***** SOURCE TEXT

United States District Court, S.D. Georgia, Savannah Division
Jul 9, 2007
499CR177, 401CV026 (S.D. Ga. Jul. 9, 2007)

Opinion

499CR177, 401CV026.

July 9, 2007


ORDER


David Keith Banks pled guilty to one count of conspiracy to possess with intent to distribute and distribute cocaine base and cocaine hydrochloride in violation of 21 U.S.C. § 846. The Court sentenced him to 325-months imprisonment. 499CR177 doc. # 73, appeal filed, doc. # 75, appeal denied, # 86. He unsuccessfully moved for 28 U.S.C. § 2255 relief in 2001, 401CV026, doc. # 8, and now moves for F.R.Civ.P. 60(b)(1)(6) relief to set that judgment aside. Doc. # 14.

Rule 60(b)(6) provides in pertinent part:

On motion and upon such terms as are just, the court may relieve a party . . . from a final judgment . . . for the following reasons: . . . (6) any other reason justifying relief from the operation of the judgment.

F.R. Civ. P. 60(b)(6).

Banks's § 2255 motion relied on Apprendi v. New Jersey, 530 U .S. 466 (2000), to argue that his sentence must reduced because the drug quantity for which he was held accountable at sentencing was not specifically alleged in the indictment. And, he contended that received ineffective assistance of counsel (IAC) because his counsel failed to object to the drug quantity. Doc. ## 1, 4 at 3-9.

In 2006, Banks sought permission directly from the Eleventh Circuit to file a § 2255 motion in this Court. There he argued that:

(1) he received a "drastic upward departure from [the] guidelines," and (2) his sentence exceeded the statutory maximum. Banks assert[ed] that his claims rely upon a new rule of constitutional law, citing United States v. Booker, 543 U.S. 220, 125 S .Ct. 738, 160 L.Ed.2d 621 (2005).

**********

◆ **EXERCISE REQUIREMENTS**
Pick up the court order on David Keith Banks's Rule 60(b) motion after its final sentence and keep writing it.

***** DATA SUPPLIED

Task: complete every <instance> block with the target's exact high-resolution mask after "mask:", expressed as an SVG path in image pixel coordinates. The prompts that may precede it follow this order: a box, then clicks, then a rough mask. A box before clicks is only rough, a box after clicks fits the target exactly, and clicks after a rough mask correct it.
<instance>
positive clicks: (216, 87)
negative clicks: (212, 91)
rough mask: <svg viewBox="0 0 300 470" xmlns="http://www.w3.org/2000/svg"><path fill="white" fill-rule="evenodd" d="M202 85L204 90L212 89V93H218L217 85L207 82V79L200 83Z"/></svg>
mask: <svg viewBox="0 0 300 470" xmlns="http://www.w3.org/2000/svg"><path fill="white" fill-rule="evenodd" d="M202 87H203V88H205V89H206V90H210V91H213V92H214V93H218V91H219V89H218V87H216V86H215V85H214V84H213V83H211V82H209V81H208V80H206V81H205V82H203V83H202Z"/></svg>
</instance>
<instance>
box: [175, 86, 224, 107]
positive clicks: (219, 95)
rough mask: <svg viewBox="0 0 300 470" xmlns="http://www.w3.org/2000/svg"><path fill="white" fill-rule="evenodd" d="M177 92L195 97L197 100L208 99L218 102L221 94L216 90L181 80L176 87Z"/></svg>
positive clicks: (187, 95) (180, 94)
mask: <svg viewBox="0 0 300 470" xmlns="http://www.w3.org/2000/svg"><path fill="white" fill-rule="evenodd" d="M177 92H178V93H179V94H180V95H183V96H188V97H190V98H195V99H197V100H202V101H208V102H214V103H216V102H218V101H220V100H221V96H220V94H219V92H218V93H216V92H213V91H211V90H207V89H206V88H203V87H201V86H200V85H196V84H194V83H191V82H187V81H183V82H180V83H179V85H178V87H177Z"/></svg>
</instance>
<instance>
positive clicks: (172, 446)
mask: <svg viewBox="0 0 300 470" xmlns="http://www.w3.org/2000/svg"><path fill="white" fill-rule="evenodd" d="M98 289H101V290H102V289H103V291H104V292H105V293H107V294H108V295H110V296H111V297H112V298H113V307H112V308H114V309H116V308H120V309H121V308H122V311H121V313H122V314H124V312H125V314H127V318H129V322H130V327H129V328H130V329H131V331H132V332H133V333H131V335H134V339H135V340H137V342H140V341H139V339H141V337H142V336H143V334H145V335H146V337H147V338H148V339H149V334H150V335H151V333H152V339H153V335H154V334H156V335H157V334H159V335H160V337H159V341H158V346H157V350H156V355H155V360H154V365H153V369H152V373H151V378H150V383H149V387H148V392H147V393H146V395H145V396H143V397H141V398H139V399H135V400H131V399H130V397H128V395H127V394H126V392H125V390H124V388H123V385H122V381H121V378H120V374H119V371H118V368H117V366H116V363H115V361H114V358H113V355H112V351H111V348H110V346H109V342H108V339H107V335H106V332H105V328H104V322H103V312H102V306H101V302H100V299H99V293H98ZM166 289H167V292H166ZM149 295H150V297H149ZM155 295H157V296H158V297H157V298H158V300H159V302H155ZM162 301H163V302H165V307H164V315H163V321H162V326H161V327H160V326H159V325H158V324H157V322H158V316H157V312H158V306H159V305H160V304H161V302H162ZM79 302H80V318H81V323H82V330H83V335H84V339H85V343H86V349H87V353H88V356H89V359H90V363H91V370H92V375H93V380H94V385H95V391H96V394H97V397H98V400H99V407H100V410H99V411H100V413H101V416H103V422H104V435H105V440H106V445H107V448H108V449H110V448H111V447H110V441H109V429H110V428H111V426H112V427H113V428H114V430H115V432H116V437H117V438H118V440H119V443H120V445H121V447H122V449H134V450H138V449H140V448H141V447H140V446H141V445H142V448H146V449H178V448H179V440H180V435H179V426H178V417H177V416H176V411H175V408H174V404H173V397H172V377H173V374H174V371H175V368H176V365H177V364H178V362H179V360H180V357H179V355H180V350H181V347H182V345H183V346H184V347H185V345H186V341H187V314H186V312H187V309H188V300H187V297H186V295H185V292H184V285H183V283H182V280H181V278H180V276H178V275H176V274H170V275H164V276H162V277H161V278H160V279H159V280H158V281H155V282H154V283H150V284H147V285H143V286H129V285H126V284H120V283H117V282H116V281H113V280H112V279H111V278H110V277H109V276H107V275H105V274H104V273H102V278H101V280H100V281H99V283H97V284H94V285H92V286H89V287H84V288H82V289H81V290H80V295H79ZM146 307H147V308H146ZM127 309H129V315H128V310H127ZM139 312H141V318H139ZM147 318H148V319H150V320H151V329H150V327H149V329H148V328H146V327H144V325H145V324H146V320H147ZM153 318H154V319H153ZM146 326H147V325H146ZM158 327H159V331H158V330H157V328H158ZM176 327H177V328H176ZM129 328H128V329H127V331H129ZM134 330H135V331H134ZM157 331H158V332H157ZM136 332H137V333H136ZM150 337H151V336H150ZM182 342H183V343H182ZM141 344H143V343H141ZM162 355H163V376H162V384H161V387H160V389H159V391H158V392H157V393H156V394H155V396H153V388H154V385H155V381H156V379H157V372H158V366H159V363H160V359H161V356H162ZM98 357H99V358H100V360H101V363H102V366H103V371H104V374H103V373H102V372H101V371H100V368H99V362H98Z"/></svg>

**********

◆ **OUTPUT FOR THIS TASK**
499CR177 doc. # 117. Banks cited a "new rule of constitutional law" to try and surmount the successive-motion bar. The Eleventh Circuit denied Banks relief:

28 U.S.C. § 2255 ¶ 8(2) provides:

A second or successive motion must be certified as provided in section 2244 by a panel of the appropriate court of appeals to contain —
(1) newly discovered evidence that, if proven and viewed in light of the evidence as a whole, would be sufficient to establish by clear and convincing evidence that no reasonable factfinder would have found the movant guilty of the offense; or
(2) a new rule of constitutional law, made retroactive to cases on collateral review by the Supreme Court, that was previously unavailable.
28 U.S.C. § 2255 ¶ 8(2).

We have noted that, "[r]egardless of whether Booker established a `new rule of constitutional law' within the meaning of §§ 2244(b)(2)(A) and 2255, the Supreme Court has not expressly declared Booker to be retroactive to cases on collateral review." In re Anderson, 396 F.3d 1336, 1339 (11th Cir. 2005). Banks's claims rely only on the holding in Booker, and he has not, therefore, met the statutory criteria that his claim be premised on a new rule of constitutional law that the Supreme Court has made retroactive on collateral review. See 28 U.S.C. § 2244.
Id. Over a year after the Eleventh Circuit's ruling, Banks now invokes Rule 60(b)(6).

A motion that attacks a federal court's previous resolution of a claim on the merits — rather than "some defect in the integrity of the federal habeas proceedings" — advances a claim relative to the merits and thus constitutes a second or successive motion that may not be brought without circuit authorization. Gonzalez v. Crosby, 545 U.S. 524, 531-32 (2005).

In fact, even if the claim was not previously presented, it must be dismissed "unless it relies on either a new and retroactive rule of constitutional law or new facts showing a high probability of actual innocence." Id. at 530 (citing 28 U.S.C. § 2244(b)(2)). And Gonzalez applies to § 2255 cases. Lascola v. U.S., 2007 WL 1847395 at * 2 (D.R.I. 6/25/07) (unpublished). Banks says he

realizes that his claims raised on appeal are precluded from considering under the § 2255 motion, that were rejected on appeal. [He] contends[, however,] that the court wrongfully denied him relief by its order denying his § 2255 [motion], because there was not a full and fair hearing ever conducted on the issue under petitioner's Apprendi claim, on the quantity in the case at bar. Apprendi v. New Jersey, 530 U .S. 466 (2000) in the proceeding the court knew that the holding in Apprendi states "other than the fact of a prior conviction, any fact that increases the penalty for a crime beyond the prescribed statutory maximum must be submitted to a jury, and proven beyond a reasonable doubt." Id. at 490. This court also knew that Apprendi issues are available for collateral application in a initial 2255 proceeding.

Doc. # 14 at 5.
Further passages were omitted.